Exercise instructions:
Please copy out these lines with every "pixel pairs" replaced by "coordinate pairs" and nothing else changed. Leave the pictures out of your answer.

## start Data section

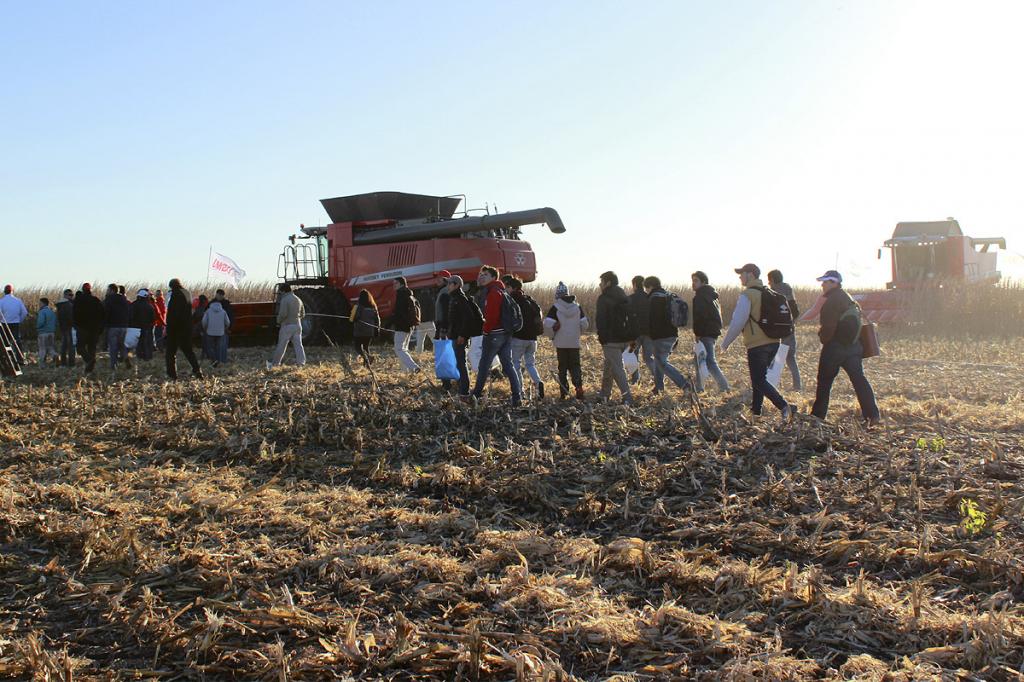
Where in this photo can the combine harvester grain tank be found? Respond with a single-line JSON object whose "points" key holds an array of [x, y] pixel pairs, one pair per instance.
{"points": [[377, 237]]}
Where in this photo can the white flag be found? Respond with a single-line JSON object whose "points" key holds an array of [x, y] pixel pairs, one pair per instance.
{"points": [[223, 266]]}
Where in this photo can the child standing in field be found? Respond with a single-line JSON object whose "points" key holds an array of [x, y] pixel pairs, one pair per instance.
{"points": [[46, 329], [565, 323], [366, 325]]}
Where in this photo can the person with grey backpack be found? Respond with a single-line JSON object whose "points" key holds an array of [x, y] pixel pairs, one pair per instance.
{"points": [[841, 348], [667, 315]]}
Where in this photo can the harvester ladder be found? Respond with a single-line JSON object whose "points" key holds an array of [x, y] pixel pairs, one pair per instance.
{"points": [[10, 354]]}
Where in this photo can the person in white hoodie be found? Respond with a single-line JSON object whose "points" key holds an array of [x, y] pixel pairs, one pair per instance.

## end Data section

Exercise response:
Where in this photo can the combine harvester grain tank be found? Respond with a single-line JSON object whose "points" key holds an array of [x, y] coordinate pairs, one pair per instance.
{"points": [[377, 237]]}
Where in this photo can the white flag be found? Respond with a single-line JSON object whose "points" key holds an array of [x, y] coordinate pairs, one pair per instance.
{"points": [[223, 266]]}
Where in this photo can the child standing in field be found? Respond with a single-line JSON object whose "points" key holds an array of [x, y] coordinate pairs, one pair per instance.
{"points": [[46, 329], [565, 323], [366, 325]]}
Where in this photo can the person with grey backpack be found? Respond with a single-line JSON object whose "points" key holds an array of [x, y] coordinate pairs, one pair per instance.
{"points": [[841, 348], [667, 315]]}
Where in this photo can the harvester ladder be found? Respond with a single-line JSON object whose "points" key holds an array of [x, y] coordinate pairs, one pair per instance.
{"points": [[10, 354]]}
Where in this photo can the person in white hoodie be found? Respond with a single-line JSON object whose "points" key holds an array of [x, y] coordinate pairs, one pair per instance.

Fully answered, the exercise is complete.